_Seu objetivo_. Transcreva todas as linhas abaixo, sem alterar nada.

===== Dados da tarefa =====

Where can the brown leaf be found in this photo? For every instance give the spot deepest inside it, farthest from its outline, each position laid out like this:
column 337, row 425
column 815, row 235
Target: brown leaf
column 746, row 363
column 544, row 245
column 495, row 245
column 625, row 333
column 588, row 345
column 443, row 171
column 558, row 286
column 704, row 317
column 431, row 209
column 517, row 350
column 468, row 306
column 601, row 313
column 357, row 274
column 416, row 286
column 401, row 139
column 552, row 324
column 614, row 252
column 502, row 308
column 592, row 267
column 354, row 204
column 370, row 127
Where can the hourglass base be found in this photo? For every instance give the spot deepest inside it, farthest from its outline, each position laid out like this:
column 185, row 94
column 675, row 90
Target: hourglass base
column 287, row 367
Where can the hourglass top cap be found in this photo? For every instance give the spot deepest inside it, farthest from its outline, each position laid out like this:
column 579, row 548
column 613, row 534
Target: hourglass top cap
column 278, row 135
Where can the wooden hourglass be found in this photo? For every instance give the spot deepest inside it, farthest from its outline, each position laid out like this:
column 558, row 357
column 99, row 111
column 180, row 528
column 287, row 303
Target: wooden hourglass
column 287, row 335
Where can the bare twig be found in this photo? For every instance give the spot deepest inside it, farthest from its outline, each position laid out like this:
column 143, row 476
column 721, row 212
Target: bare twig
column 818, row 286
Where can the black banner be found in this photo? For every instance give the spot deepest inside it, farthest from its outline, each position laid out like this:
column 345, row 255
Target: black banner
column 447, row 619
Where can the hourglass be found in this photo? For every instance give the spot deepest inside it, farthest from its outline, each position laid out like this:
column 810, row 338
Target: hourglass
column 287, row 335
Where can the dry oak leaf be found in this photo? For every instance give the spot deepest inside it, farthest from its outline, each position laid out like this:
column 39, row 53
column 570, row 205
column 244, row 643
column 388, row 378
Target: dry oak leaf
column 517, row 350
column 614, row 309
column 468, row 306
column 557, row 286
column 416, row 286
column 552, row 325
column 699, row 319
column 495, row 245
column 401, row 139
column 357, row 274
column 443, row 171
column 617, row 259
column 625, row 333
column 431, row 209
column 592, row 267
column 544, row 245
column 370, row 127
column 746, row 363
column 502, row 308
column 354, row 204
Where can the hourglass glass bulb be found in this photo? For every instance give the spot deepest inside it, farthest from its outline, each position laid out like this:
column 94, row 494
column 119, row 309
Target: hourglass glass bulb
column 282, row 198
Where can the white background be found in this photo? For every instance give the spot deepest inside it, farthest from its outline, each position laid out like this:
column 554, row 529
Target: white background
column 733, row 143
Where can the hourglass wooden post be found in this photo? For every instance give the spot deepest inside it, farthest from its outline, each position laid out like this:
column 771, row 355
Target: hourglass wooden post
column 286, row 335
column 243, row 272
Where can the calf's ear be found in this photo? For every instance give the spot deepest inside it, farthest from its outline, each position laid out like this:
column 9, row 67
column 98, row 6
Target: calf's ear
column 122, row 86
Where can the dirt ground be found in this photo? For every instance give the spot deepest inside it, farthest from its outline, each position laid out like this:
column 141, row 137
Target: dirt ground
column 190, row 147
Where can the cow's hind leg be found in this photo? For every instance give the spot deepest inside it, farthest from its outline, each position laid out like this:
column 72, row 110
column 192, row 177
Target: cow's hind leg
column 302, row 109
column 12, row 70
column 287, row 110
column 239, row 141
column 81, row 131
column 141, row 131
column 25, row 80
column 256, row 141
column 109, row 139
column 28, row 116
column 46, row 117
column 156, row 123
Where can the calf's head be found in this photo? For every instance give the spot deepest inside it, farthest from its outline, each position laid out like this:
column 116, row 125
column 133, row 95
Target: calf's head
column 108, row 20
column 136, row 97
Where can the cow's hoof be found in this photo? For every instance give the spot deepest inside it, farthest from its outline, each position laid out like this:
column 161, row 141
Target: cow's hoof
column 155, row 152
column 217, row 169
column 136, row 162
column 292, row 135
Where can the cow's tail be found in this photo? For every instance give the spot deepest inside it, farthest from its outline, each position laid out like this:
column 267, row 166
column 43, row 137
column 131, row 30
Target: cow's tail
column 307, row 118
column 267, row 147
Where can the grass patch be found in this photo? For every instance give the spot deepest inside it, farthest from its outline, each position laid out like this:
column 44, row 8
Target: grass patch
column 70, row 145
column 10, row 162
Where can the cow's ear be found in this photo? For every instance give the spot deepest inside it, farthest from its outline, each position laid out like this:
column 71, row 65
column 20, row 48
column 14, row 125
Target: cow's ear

=====

_Resultado correto_.
Where can the brown leaf be found in this photo? For every instance give the spot deepest inside it, farthest from its outline, each position laid out like this:
column 337, row 425
column 815, row 235
Target: brown leaf
column 746, row 363
column 544, row 245
column 495, row 245
column 625, row 333
column 588, row 345
column 443, row 171
column 558, row 286
column 704, row 317
column 431, row 209
column 517, row 350
column 468, row 306
column 601, row 313
column 357, row 274
column 416, row 286
column 401, row 139
column 552, row 324
column 614, row 252
column 502, row 308
column 592, row 267
column 354, row 204
column 370, row 127
Where can the hourglass base be found in this photo? For every instance give the spot deepest inside it, farthest from its outline, each position laid out like this:
column 185, row 94
column 675, row 90
Target: hourglass base
column 287, row 367
Where can the hourglass top cap be found in this photo? For every instance give the spot deepest inside it, farthest from its outline, each position laid out like this:
column 579, row 548
column 613, row 534
Target: hourglass top cap
column 278, row 135
Where can the wooden hourglass be found in this photo? For every instance give the spot deepest inside it, farthest from its outline, each position laid out like this:
column 558, row 357
column 99, row 111
column 180, row 528
column 287, row 303
Target: wooden hourglass
column 287, row 335
Where can the bare twig be found in this photo? For every instance give the spot deepest inside it, farthest from its outline, each position laid out like this:
column 143, row 476
column 721, row 212
Target: bare twig
column 818, row 286
Where can the black banner be found in this photo? For every instance give the spot deepest inside it, farthest from its outline, each position laid out like this:
column 345, row 255
Target: black banner
column 447, row 619
Where can the hourglass be found in this photo? For every instance give the spot deepest inside it, farthest from its outline, each position laid out like this:
column 810, row 338
Target: hourglass
column 287, row 335
Where can the dry oak leaf be found in this photo? For every instance give the spot deepest inside it, farthest from its outline, each position laid out like this:
column 39, row 53
column 570, row 205
column 244, row 643
column 388, row 378
Target: dry oak leaf
column 517, row 350
column 614, row 309
column 468, row 306
column 557, row 286
column 416, row 286
column 552, row 325
column 699, row 319
column 495, row 245
column 401, row 139
column 357, row 274
column 443, row 171
column 617, row 259
column 625, row 333
column 431, row 209
column 592, row 267
column 544, row 245
column 370, row 127
column 746, row 363
column 502, row 308
column 354, row 204
Where can the hourglass glass bulb be found in this photo? For every instance give the spot deepest inside it, farthest from its outline, each position laid out like this:
column 94, row 494
column 119, row 309
Target: hourglass glass bulb
column 282, row 198
Where can the white background be found in this photo? For every instance give the spot deepest inside it, farthest from its outline, each position laid out like this:
column 554, row 529
Target: white background
column 733, row 143
Where can the hourglass wooden post be found in this photo? For every instance give the spot deepest inside it, farthest from its outline, each position laid out like this:
column 771, row 355
Target: hourglass wooden post
column 286, row 335
column 243, row 272
Where can the calf's ear be found in this photo? For every instance give the spot deepest inside it, farthest from its outline, each position laid out like this:
column 9, row 67
column 98, row 6
Target: calf's ear
column 122, row 86
Where can the dirt ground be found in this photo? For every instance give the spot deepest inside it, farthest from its outline, each position laid out like this:
column 141, row 137
Target: dirt ground
column 190, row 147
Where can the cow's hind leg be found in this photo? For every instance give the spot deepest inside it, farthest from its outline, each position laid out like this:
column 72, row 110
column 192, row 177
Target: cow's hind leg
column 302, row 109
column 12, row 70
column 287, row 110
column 239, row 141
column 81, row 131
column 141, row 131
column 25, row 80
column 256, row 141
column 109, row 139
column 28, row 116
column 46, row 117
column 156, row 123
Where can the calf's head be found in this photo? For every instance give the spot deepest inside it, farthest from its outline, each position laid out like this:
column 116, row 125
column 133, row 95
Target: calf's head
column 108, row 20
column 136, row 97
Where can the cow's hoof be found in this photo? For every instance give the spot deepest inside it, farthest from its outline, each position laid out like this:
column 161, row 141
Target: cow's hoof
column 155, row 152
column 217, row 169
column 136, row 162
column 292, row 135
Where can the cow's tail be found in this photo? For every instance give the spot deepest inside it, farthest from its outline, each position laid out like this:
column 267, row 166
column 43, row 137
column 131, row 30
Target: cow's tail
column 307, row 118
column 267, row 147
Where can the grass patch be found in this photo? For every instance give the spot deepest inside it, farthest from its outline, each position laid out like this:
column 44, row 8
Target: grass patch
column 70, row 145
column 10, row 162
Where can the cow's ear be found in this photo? For every instance give the spot deepest inside it, farthest from its outline, each position laid out like this:
column 71, row 65
column 20, row 48
column 14, row 125
Target: cow's ear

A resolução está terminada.